Énoncé>
Imprimez tel quel l'extrait du passage sur la théorie de la frustration-agression qui va de « Un groupe de » jusqu'à « un comportement agressif. » inclus.

Si on en croit la théorie de la frustration-agression, les comportements violents seraient dus à une accumulation de frustrations passées. Nous avançons donc l’hypothèse suivante : le comportement violent sert de substitut à l’expression verbale appropriées des frustrations. Il demeure que les comportements violents que le jeune manifeste sont égosyntones, donc en conformité avec son moi.

La théorie de la frustration-agression a été présentée aux États-Unis par les chercheurs Dollard (1939) & Miller (1941).

Un groupe de chercheurs en sont arrivés à la conclusion qu’un comportement agressif a pour cause une certaine forme de frustration. Cette idée n’est pas nouvelle : Freud l’avait déjà suggérée.

Les postulats de Dollard, Miller, Doob, Mowrer, Sears (1939) se résument comme suit :

  • la présence d’un comportement agressif présuppose l’existence d’une frustration;
  • l’existence d’une frustration entraîne un comportement agressif.

Données>

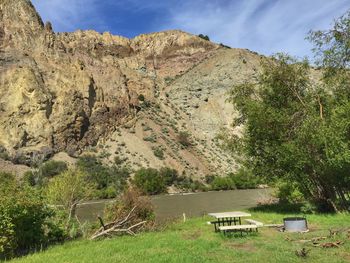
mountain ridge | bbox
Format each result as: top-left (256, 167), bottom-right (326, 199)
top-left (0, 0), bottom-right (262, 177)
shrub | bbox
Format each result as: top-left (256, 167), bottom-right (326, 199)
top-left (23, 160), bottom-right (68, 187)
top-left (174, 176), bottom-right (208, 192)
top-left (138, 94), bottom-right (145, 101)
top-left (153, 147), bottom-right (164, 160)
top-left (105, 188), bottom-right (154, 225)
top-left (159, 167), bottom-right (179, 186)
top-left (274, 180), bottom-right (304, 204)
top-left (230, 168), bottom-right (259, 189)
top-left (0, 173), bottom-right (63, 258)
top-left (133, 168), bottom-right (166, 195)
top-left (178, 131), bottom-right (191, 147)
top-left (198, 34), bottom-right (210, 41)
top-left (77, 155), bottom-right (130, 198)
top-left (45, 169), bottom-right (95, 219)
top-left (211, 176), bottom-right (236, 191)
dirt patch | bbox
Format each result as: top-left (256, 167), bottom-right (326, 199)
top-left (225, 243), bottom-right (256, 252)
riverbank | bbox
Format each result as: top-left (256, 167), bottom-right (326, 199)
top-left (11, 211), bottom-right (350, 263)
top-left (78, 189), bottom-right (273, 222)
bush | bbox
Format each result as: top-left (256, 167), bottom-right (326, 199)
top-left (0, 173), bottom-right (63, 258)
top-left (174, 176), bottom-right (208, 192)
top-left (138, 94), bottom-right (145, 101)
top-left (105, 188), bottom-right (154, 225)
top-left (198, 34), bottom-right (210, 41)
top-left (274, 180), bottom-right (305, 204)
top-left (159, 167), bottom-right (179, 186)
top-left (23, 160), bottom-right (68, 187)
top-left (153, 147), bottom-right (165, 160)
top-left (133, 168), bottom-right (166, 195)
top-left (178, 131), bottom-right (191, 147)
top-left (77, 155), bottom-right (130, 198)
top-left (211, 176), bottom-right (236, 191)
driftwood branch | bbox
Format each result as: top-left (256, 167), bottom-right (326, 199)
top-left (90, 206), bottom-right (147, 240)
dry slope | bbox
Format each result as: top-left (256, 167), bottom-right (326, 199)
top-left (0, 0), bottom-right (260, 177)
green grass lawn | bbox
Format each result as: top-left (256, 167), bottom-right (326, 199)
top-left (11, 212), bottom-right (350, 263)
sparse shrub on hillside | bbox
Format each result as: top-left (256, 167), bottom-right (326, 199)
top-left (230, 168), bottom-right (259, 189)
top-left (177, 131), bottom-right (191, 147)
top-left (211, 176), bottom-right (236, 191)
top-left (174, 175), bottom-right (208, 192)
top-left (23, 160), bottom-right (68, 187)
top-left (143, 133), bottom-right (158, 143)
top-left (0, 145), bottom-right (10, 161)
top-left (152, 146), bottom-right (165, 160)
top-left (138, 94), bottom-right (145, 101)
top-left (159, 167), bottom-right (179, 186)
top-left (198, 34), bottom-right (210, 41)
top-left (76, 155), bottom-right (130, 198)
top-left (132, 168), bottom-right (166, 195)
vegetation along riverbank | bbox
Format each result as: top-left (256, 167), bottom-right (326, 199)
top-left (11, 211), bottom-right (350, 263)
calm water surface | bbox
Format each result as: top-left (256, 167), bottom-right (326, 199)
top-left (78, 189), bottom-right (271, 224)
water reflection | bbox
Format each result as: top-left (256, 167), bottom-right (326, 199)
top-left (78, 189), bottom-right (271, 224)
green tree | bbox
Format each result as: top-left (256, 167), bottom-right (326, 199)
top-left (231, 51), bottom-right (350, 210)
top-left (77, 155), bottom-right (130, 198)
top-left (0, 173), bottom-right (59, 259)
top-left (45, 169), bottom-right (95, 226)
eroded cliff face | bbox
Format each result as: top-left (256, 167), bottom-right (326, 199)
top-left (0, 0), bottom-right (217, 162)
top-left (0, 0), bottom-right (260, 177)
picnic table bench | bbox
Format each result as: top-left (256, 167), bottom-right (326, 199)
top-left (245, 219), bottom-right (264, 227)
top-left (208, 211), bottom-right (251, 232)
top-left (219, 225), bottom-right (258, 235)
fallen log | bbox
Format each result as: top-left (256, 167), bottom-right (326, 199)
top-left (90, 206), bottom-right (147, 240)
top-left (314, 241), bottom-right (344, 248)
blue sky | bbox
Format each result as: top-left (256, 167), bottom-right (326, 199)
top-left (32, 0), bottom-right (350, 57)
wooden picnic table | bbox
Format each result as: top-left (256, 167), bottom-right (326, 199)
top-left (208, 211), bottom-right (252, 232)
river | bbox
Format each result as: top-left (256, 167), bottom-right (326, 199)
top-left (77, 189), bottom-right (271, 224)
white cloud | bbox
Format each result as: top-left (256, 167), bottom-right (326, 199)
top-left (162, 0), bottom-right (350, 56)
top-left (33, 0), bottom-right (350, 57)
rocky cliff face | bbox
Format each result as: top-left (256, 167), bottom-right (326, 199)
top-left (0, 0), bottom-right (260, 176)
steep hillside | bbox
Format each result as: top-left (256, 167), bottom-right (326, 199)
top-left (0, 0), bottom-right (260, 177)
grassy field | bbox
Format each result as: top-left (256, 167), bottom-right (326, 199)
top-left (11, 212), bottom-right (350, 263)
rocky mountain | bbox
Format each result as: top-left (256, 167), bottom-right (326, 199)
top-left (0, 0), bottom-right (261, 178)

Tâche réalisée>
Un groupe de chercheurs en sont arrivés à la conclusion qu’un comportement agressif a pour cause une certaine forme de frustration. Cette idée n’est pas nouvelle : Freud l’avait déjà suggérée.

Les postulats de Dollard, Miller, Doob, Mowrer, Sears (1939) se résument comme suit :

  • la présence d’un comportement agressif présuppose l’existence d’une frustration;
  • l’existence d’une frustration entraîne un comportement agressif.